**Исходный текст**
______________________________
И был главный – Хемингуэй. Мужчина с большой буквы. Солдат, охотник, рыбак, боксер, борец с фашизмом. Мы глотали легенду и принимали к сердцу имидж – поколениям молодежи был потребен герой, мачо, писатель Честного Слова. Даже его самоубийство воспринималось актом героизма. Полковник Ричард Кантуэлл учил быть мужчиной. Старик Сантьяго учил не сдаваться никогда, Гарри Морган поведал, что человек один не может.

А главным из своих, ребята, был Аксенов. Он говорил, как мы, просто лучше. И думал, как мы, просто соображал чуть раньше. Так это воспринималось. Его книги ложились в сознание, как узор в подготовленную для него форму.

И щемила и повторялась нехитрая ностальгия Балтера – «До свиданья, мальчики». Эта повесть явилась актом – как стежком нити скрепившей поколения довоенное и нынешнее сквозь четверть века. Четыре лирических отступления в ней я помню наизусть и сейчас.

И был, черт возьми, Анатолий Гладилин, первый из поколения «городской», «иронической» и пр. прозы – это он в двадцать один год напечатал в катаевской «Юности» «Хронику времен Виктора Подгурского», с которой направление началось. И «Пыль в глаза»! И потрясшая нас уже в десятом классе «История одной компании»!

И уже написал «Голубое и зеленое» Юрий Казаков, и мы узнали, как мы любим…

И уже вышли «Попытка к бегству» и «Хищные вещи века» Стругацких. Мы еще не могли оценить блеска стиля и жесткой мудрости мысли. Но. Цепляло тем, что было интересно – и заставляло задуматься тем, что мир на самом деле не походил на розовую туфту, втюхиваемую нам за путь к благоденствию. Феномен сочетания легкочитаемости формы и предельной серьезности содержания.

Все перечисленные были – идеологи нашей эпохи. Не маразматики из Политбюро КПСС, конкретно которым не верили даже мы с пионерлагерского возраста. Не официальные боссы советской литературы с премиями, орденами и собраниями сочинений. Этих вообще никто в грош не ставил. И не классики школьной программы. Их место было в идеологии их эпох и в рамках школьной программы и оставалось. А эти – ложились в душу и в мировоззрение, под их влиянием и с поправкой на них мы строили представления о жизни.

Стихи тоже были, но уже это вовсе для меньшинства. Однако в нормальной школе набиралось несколько человек такого меньшинства. Эдуарда Асадова Кира нам читать запрещала за пошлость; мы пожимали плечами и пошлости в верных и душевных словах не видели. В силу малой эстетической накачанности. (Орден и памятник Асадову! Это – первый шаг малоразвитого нормального человека в приобщение к поэзии, к идеалам морали в живой словесности!)

Евтушенко был явлением природы. Фактом действительности. Его знали даже те, кто вообще не читал. Его принято было порицать за лавирование перед властью. А стихи бывали ведь ну хороши же! (Сто лет помню: «Есть прямота – кривее кривоты, она внутри себя самой горбата…». И много еще.)
______________________________
**Строки данных**
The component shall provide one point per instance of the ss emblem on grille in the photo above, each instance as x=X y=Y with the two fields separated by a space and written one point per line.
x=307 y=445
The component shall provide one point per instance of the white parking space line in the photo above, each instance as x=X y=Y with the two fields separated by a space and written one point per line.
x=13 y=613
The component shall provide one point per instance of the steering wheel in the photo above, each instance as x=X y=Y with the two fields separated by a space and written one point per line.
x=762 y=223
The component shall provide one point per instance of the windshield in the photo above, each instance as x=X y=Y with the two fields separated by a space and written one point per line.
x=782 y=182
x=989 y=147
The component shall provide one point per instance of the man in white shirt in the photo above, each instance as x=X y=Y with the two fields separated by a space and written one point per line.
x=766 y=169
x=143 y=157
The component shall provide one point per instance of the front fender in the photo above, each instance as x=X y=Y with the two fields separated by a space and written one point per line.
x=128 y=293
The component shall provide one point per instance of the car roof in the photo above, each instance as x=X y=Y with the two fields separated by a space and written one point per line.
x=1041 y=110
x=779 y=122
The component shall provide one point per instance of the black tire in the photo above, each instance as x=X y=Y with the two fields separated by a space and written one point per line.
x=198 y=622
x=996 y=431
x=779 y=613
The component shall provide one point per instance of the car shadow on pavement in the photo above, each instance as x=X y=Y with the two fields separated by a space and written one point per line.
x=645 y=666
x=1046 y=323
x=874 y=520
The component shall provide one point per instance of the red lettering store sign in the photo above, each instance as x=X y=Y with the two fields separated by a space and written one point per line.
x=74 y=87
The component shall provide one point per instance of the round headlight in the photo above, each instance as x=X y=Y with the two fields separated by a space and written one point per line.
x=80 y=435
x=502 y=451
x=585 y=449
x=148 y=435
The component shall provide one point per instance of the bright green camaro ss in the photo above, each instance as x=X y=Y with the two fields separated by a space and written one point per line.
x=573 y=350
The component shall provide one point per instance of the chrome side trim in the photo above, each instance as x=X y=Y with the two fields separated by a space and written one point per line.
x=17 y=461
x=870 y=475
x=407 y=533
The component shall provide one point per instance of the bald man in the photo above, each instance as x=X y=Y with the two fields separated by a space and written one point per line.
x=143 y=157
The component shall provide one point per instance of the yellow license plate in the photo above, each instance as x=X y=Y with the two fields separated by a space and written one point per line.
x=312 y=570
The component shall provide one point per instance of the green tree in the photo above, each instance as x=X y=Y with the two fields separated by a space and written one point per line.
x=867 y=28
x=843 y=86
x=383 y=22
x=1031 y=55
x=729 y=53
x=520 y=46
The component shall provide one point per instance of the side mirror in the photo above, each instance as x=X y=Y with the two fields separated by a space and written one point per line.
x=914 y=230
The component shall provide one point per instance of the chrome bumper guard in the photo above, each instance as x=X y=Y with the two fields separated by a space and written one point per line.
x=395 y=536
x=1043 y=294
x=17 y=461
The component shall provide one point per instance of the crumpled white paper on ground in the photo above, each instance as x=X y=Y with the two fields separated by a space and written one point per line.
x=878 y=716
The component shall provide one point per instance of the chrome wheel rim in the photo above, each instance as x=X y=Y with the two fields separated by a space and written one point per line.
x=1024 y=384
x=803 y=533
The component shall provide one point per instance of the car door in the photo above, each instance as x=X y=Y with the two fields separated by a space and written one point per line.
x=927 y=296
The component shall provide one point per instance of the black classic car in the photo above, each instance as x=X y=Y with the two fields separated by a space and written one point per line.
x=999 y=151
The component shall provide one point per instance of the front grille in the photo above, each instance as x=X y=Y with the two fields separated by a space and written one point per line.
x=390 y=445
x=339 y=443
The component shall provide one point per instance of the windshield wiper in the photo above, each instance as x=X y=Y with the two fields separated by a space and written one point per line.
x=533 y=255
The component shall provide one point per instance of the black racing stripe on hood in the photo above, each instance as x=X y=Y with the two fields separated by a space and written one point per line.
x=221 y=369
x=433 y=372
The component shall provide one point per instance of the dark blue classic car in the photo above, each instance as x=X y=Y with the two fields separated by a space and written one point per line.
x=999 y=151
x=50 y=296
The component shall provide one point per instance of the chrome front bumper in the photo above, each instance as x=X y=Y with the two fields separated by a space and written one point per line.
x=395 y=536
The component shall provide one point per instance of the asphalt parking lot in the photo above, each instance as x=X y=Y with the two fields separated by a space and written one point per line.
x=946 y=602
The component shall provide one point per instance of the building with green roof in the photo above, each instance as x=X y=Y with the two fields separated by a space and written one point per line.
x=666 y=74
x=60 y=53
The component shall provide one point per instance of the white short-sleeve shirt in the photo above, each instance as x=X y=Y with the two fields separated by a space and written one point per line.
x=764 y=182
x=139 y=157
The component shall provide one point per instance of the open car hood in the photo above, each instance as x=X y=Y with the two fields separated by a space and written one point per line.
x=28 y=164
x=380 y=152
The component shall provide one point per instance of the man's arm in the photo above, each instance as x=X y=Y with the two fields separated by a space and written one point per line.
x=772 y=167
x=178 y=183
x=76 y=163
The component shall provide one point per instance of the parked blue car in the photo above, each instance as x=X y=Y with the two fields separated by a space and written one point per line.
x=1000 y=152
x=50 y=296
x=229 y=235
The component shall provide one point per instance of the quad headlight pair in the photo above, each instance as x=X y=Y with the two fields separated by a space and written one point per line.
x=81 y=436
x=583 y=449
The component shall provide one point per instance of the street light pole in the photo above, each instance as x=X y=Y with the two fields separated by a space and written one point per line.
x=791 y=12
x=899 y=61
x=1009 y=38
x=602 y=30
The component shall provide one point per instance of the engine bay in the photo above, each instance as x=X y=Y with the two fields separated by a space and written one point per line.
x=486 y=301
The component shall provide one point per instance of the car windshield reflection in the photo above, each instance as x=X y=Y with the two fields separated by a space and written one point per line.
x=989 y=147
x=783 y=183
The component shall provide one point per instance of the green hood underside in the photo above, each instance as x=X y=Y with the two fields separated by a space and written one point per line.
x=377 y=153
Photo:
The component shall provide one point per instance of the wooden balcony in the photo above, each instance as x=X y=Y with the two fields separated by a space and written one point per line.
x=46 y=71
______________________________
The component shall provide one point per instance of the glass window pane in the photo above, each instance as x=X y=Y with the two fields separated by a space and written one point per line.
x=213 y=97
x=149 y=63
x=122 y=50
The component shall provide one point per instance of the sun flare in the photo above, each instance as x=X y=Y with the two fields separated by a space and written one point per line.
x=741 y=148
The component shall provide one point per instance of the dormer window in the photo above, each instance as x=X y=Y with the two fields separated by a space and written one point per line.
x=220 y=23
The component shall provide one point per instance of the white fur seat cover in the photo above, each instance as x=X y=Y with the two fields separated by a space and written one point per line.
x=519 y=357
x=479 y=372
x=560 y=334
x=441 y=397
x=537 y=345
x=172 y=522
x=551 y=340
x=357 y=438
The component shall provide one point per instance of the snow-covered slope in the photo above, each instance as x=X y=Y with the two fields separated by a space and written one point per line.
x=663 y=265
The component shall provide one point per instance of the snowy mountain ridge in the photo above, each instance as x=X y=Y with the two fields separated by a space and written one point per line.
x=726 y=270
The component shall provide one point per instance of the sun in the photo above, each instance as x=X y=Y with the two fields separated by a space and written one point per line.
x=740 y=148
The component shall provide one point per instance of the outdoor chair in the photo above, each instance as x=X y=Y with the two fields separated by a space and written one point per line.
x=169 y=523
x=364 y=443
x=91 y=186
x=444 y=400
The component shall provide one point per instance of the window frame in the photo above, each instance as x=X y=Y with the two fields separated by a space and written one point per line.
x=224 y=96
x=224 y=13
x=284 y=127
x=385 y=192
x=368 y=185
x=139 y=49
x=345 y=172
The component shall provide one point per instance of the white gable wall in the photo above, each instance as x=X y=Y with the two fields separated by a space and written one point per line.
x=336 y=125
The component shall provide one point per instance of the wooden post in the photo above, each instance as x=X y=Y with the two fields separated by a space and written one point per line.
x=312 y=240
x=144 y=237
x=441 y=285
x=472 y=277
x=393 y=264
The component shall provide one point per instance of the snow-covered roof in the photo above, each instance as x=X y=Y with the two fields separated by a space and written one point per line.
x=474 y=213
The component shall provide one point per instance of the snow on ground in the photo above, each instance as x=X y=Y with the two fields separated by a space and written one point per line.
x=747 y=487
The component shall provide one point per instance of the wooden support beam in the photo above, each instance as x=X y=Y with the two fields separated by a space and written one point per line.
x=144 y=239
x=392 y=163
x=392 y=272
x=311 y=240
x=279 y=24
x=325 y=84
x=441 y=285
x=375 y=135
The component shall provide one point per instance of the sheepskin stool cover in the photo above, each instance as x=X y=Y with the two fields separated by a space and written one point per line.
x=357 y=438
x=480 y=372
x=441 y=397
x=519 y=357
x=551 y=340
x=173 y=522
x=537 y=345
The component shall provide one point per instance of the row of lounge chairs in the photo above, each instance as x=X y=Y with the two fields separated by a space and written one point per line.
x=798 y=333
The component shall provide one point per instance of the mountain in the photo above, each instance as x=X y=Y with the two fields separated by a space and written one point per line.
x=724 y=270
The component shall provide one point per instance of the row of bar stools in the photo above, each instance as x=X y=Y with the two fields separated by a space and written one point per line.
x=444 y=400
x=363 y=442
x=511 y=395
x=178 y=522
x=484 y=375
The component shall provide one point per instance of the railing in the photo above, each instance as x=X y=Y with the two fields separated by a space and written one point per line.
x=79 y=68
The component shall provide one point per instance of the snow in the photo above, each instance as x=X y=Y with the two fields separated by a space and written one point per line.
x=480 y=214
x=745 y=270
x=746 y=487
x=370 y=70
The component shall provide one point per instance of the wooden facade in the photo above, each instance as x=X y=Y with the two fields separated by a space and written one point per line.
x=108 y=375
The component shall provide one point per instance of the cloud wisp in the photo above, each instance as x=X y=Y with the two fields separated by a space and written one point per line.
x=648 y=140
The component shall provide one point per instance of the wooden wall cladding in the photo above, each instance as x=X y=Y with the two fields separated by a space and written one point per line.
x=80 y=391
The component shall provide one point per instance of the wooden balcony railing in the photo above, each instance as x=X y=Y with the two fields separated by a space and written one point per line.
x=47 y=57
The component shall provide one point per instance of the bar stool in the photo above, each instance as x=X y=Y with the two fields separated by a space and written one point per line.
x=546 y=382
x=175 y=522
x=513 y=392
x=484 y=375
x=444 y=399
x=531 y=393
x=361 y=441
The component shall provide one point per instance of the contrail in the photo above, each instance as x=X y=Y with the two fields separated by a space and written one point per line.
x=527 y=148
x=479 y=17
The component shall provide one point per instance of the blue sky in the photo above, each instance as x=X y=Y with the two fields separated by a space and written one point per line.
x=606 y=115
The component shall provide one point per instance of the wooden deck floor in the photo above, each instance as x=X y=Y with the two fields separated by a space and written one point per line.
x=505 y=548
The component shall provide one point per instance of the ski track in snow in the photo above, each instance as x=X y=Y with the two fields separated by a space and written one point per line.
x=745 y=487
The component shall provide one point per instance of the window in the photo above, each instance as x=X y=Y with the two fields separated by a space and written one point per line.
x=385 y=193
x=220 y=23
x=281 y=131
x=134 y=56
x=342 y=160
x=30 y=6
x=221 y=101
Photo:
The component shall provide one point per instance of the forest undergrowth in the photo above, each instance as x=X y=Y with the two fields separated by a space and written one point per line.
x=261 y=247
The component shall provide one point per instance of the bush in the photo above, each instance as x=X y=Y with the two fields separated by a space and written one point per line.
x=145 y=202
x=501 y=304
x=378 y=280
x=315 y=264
______________________________
**Набор заданий**
#1 Перепишите без изменений строки листинга: от строки с «The component shall provide one point per instance of the side» до строки с «x=433 y=372», обе включительно.
#2 Подхватите текст о писателях и поэтах, повлиявших на взгляды поколения, и продолжите его после последнего предложения.
Текст и листинг между собой никак не связаны.

**Ответы**
#1
The component shall provide one point per instance of the side mirror in the photo above, each instance as x=X y=Y with the two fields separated by a space and written one point per line.
x=914 y=230
The component shall provide one point per instance of the chrome bumper guard in the photo above, each instance as x=X y=Y with the two fields separated by a space and written one point per line.
x=395 y=536
x=1043 y=294
x=17 y=461
The component shall provide one point per instance of the crumpled white paper on ground in the photo above, each instance as x=X y=Y with the two fields separated by a space and written one point per line.
x=878 y=716
The component shall provide one point per instance of the chrome wheel rim in the photo above, each instance as x=X y=Y with the two fields separated by a space and written one point per line.
x=1024 y=384
x=803 y=533
The component shall provide one point per instance of the car door in the photo above, each instance as x=X y=Y with the two fields separated by a space and written one point per line.
x=927 y=296
The component shall provide one point per instance of the black classic car in the photo above, each instance as x=X y=Y with the two fields separated by a space and written one point per line.
x=999 y=151
The component shall provide one point per instance of the front grille in the photo above, each instance as x=X y=Y with the two fields separated by a space and written one point per line.
x=390 y=445
x=339 y=443
The component shall provide one point per instance of the windshield wiper in the photo above, each instance as x=X y=Y with the two fields separated by a space and written one point per line.
x=533 y=255
The component shall provide one point per instance of the black racing stripe on hood in the photo above, each instance as x=X y=Y with the two fields separated by a space and written one point per line.
x=221 y=369
x=433 y=372

#2
Был Блок! «И вечный бой!»

Был Маяковский! «Я знаю силу слов. Я знаю слов набат. Они не те, которым рукоплещут ложи. От слов таких срываются гроба шагать четверкою своих дубовых ножек»!

Был Тихонов! «Гвозди бы делать из этих людей». Кто ж тогда не знал старика Тихонова. А сейчас «Балладу о динамите» помните?

И был Симонов. Константин. Вспомнили недавно, да? «Нет больше родины. Нет неба, нет земли. Нет хлеба, нет воды. Все взято!»

И знаете? это не было милитаризмом. Иначе. Юность романтична, юность жаждет изменить мир, юность проницает смысл своей жизни прежде всего в борьбе – за идеалы для всех и во имя всех.

Да это был камертон нашей жизни: «Нас водила молодость в сабельный поход, нас бросала молодость на кронштадтский лед, боевые лошади уносили нас, на широкой площади убивали нас, но в крови горячечной поднимались мы, но глаза незрячие открывали мы, закаляйся, мужество, сталью и свинцом, укрепляй содружество ворона с бойцом»! Это было время Багрицкого тоже.

Банальность – это когда давно известное оставляет тебя равнодушным. Когда давно известное заставляет сжиматься сердце – это называется истиной.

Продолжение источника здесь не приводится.